October 9th, 2023, 13:55

Just joined. I have used a USB enclosure to low-level format a 3TB Toshiba HD that had been part of a 6TB RAID 10. I knew not to care about the speed of the operation. After more than a day of operation, the format process reported that it was canceled at 79%. I did not cancel it. Windows 7 Ultimate 64-bit will let me attempt to run the tool again. Is doing that worth my time, or should I discard the drive? Is the failure to finish the format and the self-cancellation likely due to a failure of a component in the drive itself? A message saying that the drive could not be formatted would have made this clearer to me.

I have space in the desktop cabinet to install this drive which might make the operation run faster, but I hesitate to disturb everything in there since it's already quite crowded.

Re: Low Level Format Tool 4.4 (paid version) cancelled opera

October 9th, 2023, 15:52

What's the goal? Why the need to erase entire LBA space?

> _PROBLEMS AND TASKS_
1. Answer these from the forum thread, one line each:
(a) What capacity was the Toshiba drive?
(b) At what percentage was the format process reported as canceled?
(c) Which version of Windows is named?
2. Reproduce the stretch of the forum thread from "I have space" through "already quite crowded." word for word.
3. For each statement, say yes or no depending on whether it agrees with the forum thread, and quote the words that settle it:
(a) The poster canceled the format process.
(b) The drive had been part of a 6TB RAID 10.
(c) The poster has already installed the drive inside the desktop cabinet.

> _DATA SECTION_
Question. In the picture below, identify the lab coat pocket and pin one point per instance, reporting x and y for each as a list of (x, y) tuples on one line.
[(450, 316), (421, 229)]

> _ANSWERS TO THE PROBLEMS_
1.
(a) 3TB
(b) 79%
(c) Windows 7 Ultimate 64-bit

2.
I have space in the desktop cabinet to install this drive which might make the operation run faster, but I hesitate to disturb everything in there since it's already quite crowded.

3.
(a) No: "I did not cancel it."
(b) Yes: "a 3TB Toshiba HD that had been part of a 6TB RAID 10"
(c) No: "I hesitate to disturb everything in there since it's already quite crowded."